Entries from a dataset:
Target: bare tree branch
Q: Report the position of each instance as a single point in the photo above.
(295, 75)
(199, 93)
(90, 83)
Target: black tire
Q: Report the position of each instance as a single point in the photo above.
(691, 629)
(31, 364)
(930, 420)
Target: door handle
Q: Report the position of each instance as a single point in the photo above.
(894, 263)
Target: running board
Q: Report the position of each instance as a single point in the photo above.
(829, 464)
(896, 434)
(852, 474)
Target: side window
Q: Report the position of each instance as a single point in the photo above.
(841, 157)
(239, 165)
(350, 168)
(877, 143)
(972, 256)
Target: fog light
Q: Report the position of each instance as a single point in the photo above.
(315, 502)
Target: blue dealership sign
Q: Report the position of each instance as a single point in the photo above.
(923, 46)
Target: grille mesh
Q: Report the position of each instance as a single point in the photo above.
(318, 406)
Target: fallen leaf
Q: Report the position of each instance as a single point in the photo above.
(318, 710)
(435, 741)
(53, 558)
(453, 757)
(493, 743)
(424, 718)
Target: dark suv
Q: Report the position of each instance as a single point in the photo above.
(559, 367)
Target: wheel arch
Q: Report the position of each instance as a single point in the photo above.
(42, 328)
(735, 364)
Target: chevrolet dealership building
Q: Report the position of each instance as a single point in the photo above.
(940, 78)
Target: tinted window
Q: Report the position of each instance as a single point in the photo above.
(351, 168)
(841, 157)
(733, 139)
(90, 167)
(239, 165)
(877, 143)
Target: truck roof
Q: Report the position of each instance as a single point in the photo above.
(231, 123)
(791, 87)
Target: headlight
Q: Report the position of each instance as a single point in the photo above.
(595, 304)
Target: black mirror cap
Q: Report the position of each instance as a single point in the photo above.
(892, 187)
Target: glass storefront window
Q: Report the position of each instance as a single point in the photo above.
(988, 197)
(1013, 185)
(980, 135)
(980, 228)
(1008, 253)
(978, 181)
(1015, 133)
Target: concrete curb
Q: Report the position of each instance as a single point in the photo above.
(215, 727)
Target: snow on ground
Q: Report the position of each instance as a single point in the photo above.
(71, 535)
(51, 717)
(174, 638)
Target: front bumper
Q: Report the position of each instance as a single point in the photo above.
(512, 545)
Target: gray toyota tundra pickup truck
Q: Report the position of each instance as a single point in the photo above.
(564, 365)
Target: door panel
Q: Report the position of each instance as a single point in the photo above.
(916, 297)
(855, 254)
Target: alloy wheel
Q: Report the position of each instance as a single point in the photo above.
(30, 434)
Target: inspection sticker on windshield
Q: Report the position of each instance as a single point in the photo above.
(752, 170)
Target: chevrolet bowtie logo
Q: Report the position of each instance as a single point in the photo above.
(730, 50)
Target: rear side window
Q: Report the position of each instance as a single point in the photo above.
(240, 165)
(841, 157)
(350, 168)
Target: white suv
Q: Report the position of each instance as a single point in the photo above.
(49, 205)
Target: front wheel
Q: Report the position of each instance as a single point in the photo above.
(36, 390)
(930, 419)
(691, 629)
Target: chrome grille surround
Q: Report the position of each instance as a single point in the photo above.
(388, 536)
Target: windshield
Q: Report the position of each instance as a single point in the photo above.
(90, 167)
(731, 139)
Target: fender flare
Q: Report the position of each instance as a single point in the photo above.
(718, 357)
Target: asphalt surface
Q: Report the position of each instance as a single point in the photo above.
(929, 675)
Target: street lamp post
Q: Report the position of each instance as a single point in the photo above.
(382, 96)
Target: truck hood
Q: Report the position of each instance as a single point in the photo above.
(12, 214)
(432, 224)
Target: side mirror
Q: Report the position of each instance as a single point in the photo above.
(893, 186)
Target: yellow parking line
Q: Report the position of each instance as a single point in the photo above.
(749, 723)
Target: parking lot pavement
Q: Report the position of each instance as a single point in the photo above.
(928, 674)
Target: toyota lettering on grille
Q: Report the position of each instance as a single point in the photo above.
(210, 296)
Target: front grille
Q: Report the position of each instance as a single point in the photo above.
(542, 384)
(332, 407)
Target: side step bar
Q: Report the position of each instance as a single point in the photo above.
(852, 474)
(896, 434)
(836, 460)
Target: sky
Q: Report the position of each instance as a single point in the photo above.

Request: Return each entry from above without altering a single character.

Task result:
Target: bare tree branch
Q: Report the position of each instance as a single point in the photo above.
(295, 75)
(199, 93)
(90, 83)
Target: black tire
Q: Report the position of each instance as a single point in the photo above.
(691, 629)
(31, 364)
(930, 420)
Target: door handle
Q: Report the position of each instance as a single point in the photo above.
(894, 263)
Target: running board
Q: Report the position of each instance as a single point in the photo above.
(829, 464)
(896, 434)
(852, 474)
Target: side window
Q: Report the position of each instance as a single point in the photo above.
(841, 157)
(239, 165)
(350, 168)
(877, 143)
(972, 256)
Target: fog light
Q: Report the position of each instance as a single point in the photo above.
(315, 502)
Target: blue dealership sign
Q: Report the position of each instance as a single point in the photo above.
(923, 46)
Target: grille mesh
Q: Report the position of each instance as a single point in the photo above.
(318, 406)
Target: fallen leaf
Q: Report the position of each instance as a single point in the photo above.
(318, 710)
(435, 741)
(53, 558)
(453, 757)
(493, 743)
(424, 718)
Target: dark suv
Q: Report the position of each instance as a single point in the photo above.
(559, 367)
Target: wheel arch
Q: Report the position of each instance as a single point in the photo above.
(42, 328)
(735, 364)
Target: chevrolet dealership building
Q: Report the position of each instance as a single point in the photo above.
(940, 78)
Target: tinted window
Q: Report the position of each instance as a single point in the photo above.
(351, 168)
(841, 157)
(733, 139)
(90, 167)
(239, 165)
(877, 143)
Target: truck roof
Q: Report the position of each instance as a single point in the photo above.
(231, 123)
(791, 87)
Target: headlight
Q: Report the position of each instance as a single point in the photo above.
(595, 304)
Target: black mirror cap
Q: Report the position of each instance as a single point in the photo above.
(892, 187)
Target: glass storefront window
Q: Report the position of each instance as a single point in the photo above.
(988, 197)
(1013, 185)
(980, 135)
(980, 228)
(1008, 253)
(978, 181)
(1015, 133)
Target: concrete curb
Q: Report the position of each instance as a single point in the photo above.
(215, 727)
Target: snow on ground
Q: Report the position of each instance as a single point in the photo above.
(71, 535)
(51, 717)
(174, 638)
Target: front bumper
Q: Report the position of each instance as a single point in the photo above.
(512, 545)
Target: gray toyota tundra pickup truck
Q: Report the position of each instance as a single point in the photo above.
(564, 365)
Target: door panel
Q: Report the position of each instance as a single point in the photo above.
(916, 297)
(855, 254)
Target: alloy wheel
Q: Report the position of each instance as a single point in the photo above.
(30, 434)
Target: inspection sticker on windshield
Q: Report the position of each instance as a single point in the photo above.
(752, 170)
Target: chevrolet bowtie logo
Q: Report the position of each instance as a single point in the photo above.
(730, 50)
Target: rear side window
Q: Report the position of each instance as a single point in the photo above.
(240, 165)
(841, 157)
(350, 168)
Target: white suv
Q: Report the position of each instance as a single point in the photo above.
(49, 205)
Target: front wheel
Q: Report the position of each instance as a single point in the photo above.
(36, 390)
(930, 419)
(691, 629)
Target: chrome grille surround
Q: Report the position of each instance as a single point in the photo above.
(388, 536)
Target: windshield
Q: Report the position of each instance as a single point in the photo above.
(90, 167)
(731, 139)
Target: fender flare
Q: Report the position of each instance as a single point in the photo above.
(718, 357)
Target: asphalt surface
Q: Report the position of each instance as a single point in the photo above.
(929, 675)
Target: street lamp post
Q: Report the position of each instance as a single point in the photo above.
(382, 96)
Target: truck hood
Q: Report the position of each instance as a single point in the photo above.
(12, 214)
(432, 224)
Target: side mirror
Q: Report the position of each instance as a single point in the photo above.
(893, 186)
Target: yellow parking line
Q: Report the position of each instance as a single point in the photo above.
(749, 723)
Target: parking lot pavement
Q: Report the position of each instance as a single point in the photo above.
(928, 674)
Target: toyota lettering on grille
Q: Report the position of each instance as a single point in the photo above.
(210, 296)
Target: front grille
Q: Report the position of each instance as a single point in the photo above.
(542, 384)
(332, 407)
Target: side step bar
Q: Report the position of each instance as a single point in the photo above.
(852, 474)
(896, 434)
(836, 460)
Target: sky
Q: Report the position of each instance as a single point in the photo above.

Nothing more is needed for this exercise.